YOUR GOAL. Render the items from the line containing "One point goes on each instance of the moss, as" through the end of the items, inclusive, as a two-column CSV with the headers item_text and answer. Give one row per item, put each value in a single quoted field, and replace any line breaks within a field with spaces.

%%

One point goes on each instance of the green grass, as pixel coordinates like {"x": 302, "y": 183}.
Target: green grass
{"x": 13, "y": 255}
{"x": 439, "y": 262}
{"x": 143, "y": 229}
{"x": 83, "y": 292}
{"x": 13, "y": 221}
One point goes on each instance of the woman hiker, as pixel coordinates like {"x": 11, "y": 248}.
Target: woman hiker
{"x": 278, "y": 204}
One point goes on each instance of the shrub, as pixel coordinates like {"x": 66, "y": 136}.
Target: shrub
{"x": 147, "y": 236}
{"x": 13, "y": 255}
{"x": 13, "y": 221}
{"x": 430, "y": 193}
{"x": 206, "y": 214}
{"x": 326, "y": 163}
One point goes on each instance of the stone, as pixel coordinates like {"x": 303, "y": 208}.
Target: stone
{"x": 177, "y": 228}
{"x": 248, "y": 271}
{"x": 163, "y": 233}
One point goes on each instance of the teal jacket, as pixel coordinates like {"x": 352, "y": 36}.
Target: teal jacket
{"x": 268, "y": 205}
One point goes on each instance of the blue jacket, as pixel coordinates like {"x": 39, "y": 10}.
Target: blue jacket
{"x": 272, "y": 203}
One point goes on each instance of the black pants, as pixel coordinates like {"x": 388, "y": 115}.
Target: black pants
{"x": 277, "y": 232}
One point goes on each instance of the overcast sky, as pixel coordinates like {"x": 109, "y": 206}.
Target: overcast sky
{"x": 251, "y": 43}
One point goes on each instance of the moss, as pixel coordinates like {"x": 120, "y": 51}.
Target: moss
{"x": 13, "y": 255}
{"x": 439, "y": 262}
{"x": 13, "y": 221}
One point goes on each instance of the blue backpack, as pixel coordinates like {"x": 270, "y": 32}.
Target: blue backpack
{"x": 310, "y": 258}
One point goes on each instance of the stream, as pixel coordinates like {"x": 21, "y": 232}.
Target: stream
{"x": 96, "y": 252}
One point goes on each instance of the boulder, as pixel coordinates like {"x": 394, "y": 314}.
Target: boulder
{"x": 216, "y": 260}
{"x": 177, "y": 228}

%%

EXERCISE RESPONSE.
item_text,answer
"One point goes on each instance of the moss, as pixel coordinates like {""x"": 120, ""y"": 51}. Target: moss","{""x"": 13, ""y"": 255} {""x"": 439, ""y"": 262} {""x"": 13, ""y"": 221}"
"One point goes on each instance of the blue backpack, as pixel coordinates like {""x"": 270, ""y"": 32}. Target: blue backpack","{""x"": 310, ""y"": 258}"
"One point goes on each instance of the stream, as pixel coordinates like {""x"": 21, ""y"": 232}. Target: stream","{""x"": 96, ""y"": 252}"
"One point goes on each instance of the boulder, as pixel coordinates like {""x"": 394, ""y"": 314}. Target: boulder","{""x"": 216, ""y"": 260} {""x"": 177, ""y"": 228}"